▶ [Provided records]
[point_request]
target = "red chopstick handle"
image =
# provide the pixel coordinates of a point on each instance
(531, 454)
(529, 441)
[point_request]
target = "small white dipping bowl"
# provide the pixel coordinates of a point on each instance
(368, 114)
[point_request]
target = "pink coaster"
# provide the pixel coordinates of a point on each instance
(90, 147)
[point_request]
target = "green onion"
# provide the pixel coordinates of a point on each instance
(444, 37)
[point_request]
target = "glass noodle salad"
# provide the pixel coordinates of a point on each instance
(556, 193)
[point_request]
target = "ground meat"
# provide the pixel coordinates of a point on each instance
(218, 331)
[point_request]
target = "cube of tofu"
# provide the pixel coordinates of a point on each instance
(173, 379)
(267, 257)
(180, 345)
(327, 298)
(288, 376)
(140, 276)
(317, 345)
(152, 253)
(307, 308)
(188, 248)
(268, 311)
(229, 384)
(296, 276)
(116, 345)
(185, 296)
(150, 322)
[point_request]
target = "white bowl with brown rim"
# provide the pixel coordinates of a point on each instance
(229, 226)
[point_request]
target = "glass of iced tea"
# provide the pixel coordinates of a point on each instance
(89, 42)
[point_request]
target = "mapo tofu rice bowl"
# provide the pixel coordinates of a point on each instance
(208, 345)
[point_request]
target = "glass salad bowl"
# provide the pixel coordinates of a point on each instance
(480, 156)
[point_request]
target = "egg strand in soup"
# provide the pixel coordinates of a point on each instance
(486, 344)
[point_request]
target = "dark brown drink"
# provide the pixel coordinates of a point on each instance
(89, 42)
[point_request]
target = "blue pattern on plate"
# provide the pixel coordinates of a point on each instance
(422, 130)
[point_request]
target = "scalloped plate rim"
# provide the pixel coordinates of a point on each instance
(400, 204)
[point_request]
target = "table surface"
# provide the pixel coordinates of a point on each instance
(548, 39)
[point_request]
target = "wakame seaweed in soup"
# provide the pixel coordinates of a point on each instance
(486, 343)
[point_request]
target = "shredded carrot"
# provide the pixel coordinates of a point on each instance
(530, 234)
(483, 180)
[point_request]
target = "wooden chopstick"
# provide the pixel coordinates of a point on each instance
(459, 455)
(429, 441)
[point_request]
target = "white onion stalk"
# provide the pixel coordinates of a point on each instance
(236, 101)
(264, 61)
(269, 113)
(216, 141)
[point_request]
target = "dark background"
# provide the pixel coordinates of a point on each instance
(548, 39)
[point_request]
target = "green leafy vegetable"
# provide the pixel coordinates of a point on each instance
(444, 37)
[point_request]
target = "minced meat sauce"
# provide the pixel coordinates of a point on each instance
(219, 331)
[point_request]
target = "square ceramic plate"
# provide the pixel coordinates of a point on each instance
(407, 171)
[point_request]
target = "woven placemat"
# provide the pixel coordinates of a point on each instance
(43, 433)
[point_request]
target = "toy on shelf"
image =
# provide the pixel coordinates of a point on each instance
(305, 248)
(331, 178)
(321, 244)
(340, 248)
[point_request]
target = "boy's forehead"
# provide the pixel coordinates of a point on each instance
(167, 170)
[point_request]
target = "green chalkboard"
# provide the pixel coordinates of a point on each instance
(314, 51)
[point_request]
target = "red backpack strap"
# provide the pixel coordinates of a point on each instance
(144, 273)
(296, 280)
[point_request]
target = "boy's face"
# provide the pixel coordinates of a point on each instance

▶ [Exercise objective] Each line of the listing should be copied exactly.

▶ [Correct output]
[point_request]
target = "red chopstick handle"
image =
# provide the pixel coordinates of a point on each instance
(531, 454)
(529, 441)
[point_request]
target = "small white dipping bowl"
# provide the pixel coordinates of a point on each instance
(368, 114)
[point_request]
target = "pink coaster"
# provide the pixel coordinates of a point on each instance
(90, 147)
[point_request]
target = "green onion"
# provide the pixel coordinates of a point on each instance
(444, 37)
[point_request]
target = "glass noodle salad"
# provide the pixel coordinates of a point on each instance
(556, 193)
[point_request]
target = "ground meat"
# provide the pixel coordinates of a point on each instance
(218, 331)
[point_request]
target = "cube of tofu"
# provide the pixel coordinates of a point on each instance
(173, 379)
(267, 257)
(180, 345)
(327, 298)
(288, 376)
(140, 276)
(317, 345)
(152, 253)
(307, 308)
(188, 248)
(268, 311)
(229, 384)
(296, 276)
(116, 345)
(185, 296)
(150, 322)
[point_request]
target = "white bowl with brown rim"
# provide the pixel coordinates of a point on each instance
(229, 226)
[point_request]
target = "glass of iced tea"
# provide the pixel coordinates of a point on each instance
(89, 42)
[point_request]
target = "mapo tofu rice bowl"
# provide the pixel coordinates of a point on each instance
(208, 345)
[point_request]
target = "glass salad bowl"
# provide the pixel coordinates of a point on each instance
(480, 156)
[point_request]
target = "egg strand in soup"
# provide the pixel coordinates of a point on each instance
(486, 344)
[point_request]
target = "dark brown drink"
# provide the pixel coordinates of a point on each instance
(89, 42)
[point_request]
target = "blue pattern on plate"
# provide the pixel coordinates of a point on each instance
(422, 130)
[point_request]
target = "scalloped plate rim"
# provide the pixel coordinates of a point on each instance
(400, 204)
[point_request]
target = "table surface"
# provide the pixel coordinates of a point on each instance
(548, 39)
[point_request]
target = "wakame seaweed in soup"
# provide the pixel coordinates of a point on each instance
(486, 343)
[point_request]
target = "shredded carrot"
# provide the pixel coordinates of a point on each instance
(530, 234)
(483, 180)
[point_request]
target = "wooden chopstick"
# provide the pixel coordinates of a point on each instance
(459, 455)
(429, 441)
[point_request]
target = "white onion stalk"
# provide the pixel coordinates of a point on each instance
(236, 101)
(264, 61)
(269, 113)
(216, 141)
[point_request]
target = "dark background"
# provide the pixel coordinates of a point on each instance
(548, 39)
[point_request]
target = "green leafy vegetable"
# provide the pixel coordinates of a point on each instance
(444, 37)
[point_request]
target = "minced meat sauce"
# provide the pixel coordinates of a point on each instance
(219, 331)
[point_request]
target = "square ceramic plate"
# provide the pixel coordinates of a point on each instance
(407, 171)
[point_request]
target = "woven placemat"
# provide the pixel coordinates of a point on each instance
(43, 433)
[point_request]
target = "toy on shelf"
image =
# provide the pixel coordinates of a point on each instance
(305, 248)
(331, 178)
(321, 244)
(340, 248)
[point_request]
target = "boy's forehead"
# provide the pixel coordinates of a point on each instance
(167, 170)
[point_request]
target = "green chalkboard"
# provide the pixel coordinates of a point on each instance
(314, 51)
[point_request]
target = "red backpack strap"
# provide the pixel coordinates of a point on each instance
(144, 273)
(296, 280)
[point_request]
target = "boy's face"
# provide the pixel coordinates of a point on each instance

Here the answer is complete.